Según el fragmento sobre Nicolás Maduro, ¿en qué mes cerró con su triunfo la campaña presidencial?

**Fragmento**
____________
La lucha contra la corrupción, el caiga quien caiga que ha proclamado Nicolás Maduro y que el 8-O fue presentado ante la AN bajo la formalidad contenida en la Ley Habilitante, son la capa y la espada que le permitió, y en cierta medida también al país bolivariano, revertir la corriente golpista de la derecha amarilla. Es un hecho que Maduro y el Gobierno han asumido como uno de sus ejes fundamentales la eficiencia de la gestión, mediante la participación del pueblo en la calle y sus líderes, con sus anhelos de organización social buscando materializar el legado de Hugo Chávez.
Esta radicalización de Maduro fue prefigurada en la campaña presidencial que cerró con su triunfo en abril de este año, en medio del duelo por la partida de nuestro líder, la terrible intoxicación mediática a la que ha sido sometido el pueblo, la campaña de descrédito sobre su nacionalidad y, sobre todo, la de su legitimidad presidencial.
____________
Entradas de contornos
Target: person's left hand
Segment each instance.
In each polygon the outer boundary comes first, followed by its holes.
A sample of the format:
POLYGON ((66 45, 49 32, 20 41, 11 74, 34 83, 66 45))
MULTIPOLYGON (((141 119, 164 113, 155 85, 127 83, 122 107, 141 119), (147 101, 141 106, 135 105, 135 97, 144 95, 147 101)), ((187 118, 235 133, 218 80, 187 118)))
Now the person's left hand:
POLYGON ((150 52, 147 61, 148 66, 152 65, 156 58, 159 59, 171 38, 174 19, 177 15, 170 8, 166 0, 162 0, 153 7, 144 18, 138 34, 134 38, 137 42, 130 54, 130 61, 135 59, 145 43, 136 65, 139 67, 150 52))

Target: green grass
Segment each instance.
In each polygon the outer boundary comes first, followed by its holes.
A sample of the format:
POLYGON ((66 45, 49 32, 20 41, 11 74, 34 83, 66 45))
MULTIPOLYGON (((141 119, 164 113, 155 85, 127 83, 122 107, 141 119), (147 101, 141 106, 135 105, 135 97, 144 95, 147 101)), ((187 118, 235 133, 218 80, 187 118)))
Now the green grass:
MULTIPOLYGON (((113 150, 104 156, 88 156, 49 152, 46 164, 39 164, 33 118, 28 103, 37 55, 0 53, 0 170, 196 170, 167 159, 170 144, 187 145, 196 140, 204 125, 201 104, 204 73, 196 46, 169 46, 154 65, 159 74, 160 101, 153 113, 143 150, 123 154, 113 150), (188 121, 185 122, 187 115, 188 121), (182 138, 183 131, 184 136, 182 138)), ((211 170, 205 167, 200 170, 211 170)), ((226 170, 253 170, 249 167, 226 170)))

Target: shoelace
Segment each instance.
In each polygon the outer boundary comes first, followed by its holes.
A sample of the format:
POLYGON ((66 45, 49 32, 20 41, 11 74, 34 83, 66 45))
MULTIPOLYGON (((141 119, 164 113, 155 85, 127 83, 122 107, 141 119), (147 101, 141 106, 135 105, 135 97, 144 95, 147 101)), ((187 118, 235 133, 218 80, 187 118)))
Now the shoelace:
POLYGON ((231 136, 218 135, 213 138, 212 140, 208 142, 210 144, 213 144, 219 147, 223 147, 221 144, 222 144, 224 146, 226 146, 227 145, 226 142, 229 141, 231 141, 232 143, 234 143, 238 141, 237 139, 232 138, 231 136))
____________
**Solución del ejercicio**
La campaña presidencial cerró con su triunfo en abril de este año.